McNeil Generating Station
111 Intervale Road, Burlington, VT 05401 | (802) 864-7446
McNeil Myth vs. Fact
Myth – McNeil runs on fossil fuels.
Fact – McNeil runs on renewable wood chips. The wood used is harvested primarily in Vermont and upstate New York within a 60-70 mile radius of the plant. While McNeil is technically capable of running on other fuels, such as natural gas, we would do so only in an emergency if needed for grid reliability and sufficient wood was not available.
Myth – We can replace McNeil with solar or wind.
Fact – McNeil’s operations and runtime are very different than solar or wind. For example, McNeil can stockpile fuel throughout the year and then run nearly 24/7 in the winter when energy prices are high. This practice protects Vermont utility customers from volatile fossil fuel prices. McNeil can also vary its output by 0.4 MW/minute from 15-50 MW based on the needs of the electric market and can shut down if the grid has excess power.
McNeil largely displaces natural gas on the regional grid when it operates. If McNeil were taken offline, this renewable energy source would be replaced with even greater regional reliance on natural gas. Regional reliance on gas can, in turn, cause regional reliability concerns in the winter. We need all renewables complementing each other to help reliably provide power and decarbonize the New England grid.
Myth – McNeil is responsible for more greenhouse gas emissions than fossil fuel plants.
Fact – McNeil has a smaller carbon profile than fossil fuels. As a renewable resource, it displaces natural gas generation in New England. Third-party analysis by the experts at VEIC (the organization that runs Efficiency Vermont) shows that McNeil reduces greenhouse gas emissions by at least 85% compared to natural gas generators even when the transportation emissions associated with McNeil fuel deliveries are included and potential natural gas losses in transmission are ignored.

• **EXTRACTED MATERIAL**
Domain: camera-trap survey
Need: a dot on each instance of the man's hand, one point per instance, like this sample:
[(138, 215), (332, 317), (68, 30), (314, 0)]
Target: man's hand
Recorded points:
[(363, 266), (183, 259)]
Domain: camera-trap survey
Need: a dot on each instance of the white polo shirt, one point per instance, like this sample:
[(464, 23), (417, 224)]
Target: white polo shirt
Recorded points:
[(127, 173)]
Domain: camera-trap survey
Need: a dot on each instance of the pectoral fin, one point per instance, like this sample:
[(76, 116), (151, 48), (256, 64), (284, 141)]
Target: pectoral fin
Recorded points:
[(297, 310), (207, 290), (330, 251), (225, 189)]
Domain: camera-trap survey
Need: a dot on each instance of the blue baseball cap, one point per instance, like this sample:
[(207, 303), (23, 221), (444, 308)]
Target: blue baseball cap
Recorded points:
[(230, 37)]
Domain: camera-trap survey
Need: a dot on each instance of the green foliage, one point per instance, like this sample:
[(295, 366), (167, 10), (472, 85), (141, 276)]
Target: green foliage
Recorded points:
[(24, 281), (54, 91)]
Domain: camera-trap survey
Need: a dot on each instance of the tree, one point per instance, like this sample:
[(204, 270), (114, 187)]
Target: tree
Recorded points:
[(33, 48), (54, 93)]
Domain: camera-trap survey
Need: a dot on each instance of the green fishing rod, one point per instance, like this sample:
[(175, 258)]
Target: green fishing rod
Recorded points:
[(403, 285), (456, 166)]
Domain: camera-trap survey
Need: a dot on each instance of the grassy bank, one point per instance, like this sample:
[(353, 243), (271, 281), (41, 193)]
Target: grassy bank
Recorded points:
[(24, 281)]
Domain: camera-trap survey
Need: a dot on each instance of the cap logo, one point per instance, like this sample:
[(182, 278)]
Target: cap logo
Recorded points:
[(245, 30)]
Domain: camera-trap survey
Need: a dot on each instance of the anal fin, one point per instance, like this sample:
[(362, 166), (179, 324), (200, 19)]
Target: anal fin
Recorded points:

• **DIRECTIVE**
List every myth that the McNeil Generating Station page sets out to correct. The records have nothing to do with the McNeil Generating Station page.

• **RESULT**
- McNeil runs on fossil fuels.
- We can replace McNeil with solar or wind.
- McNeil is responsible for more greenhouse gas emissions than fossil fuel plants.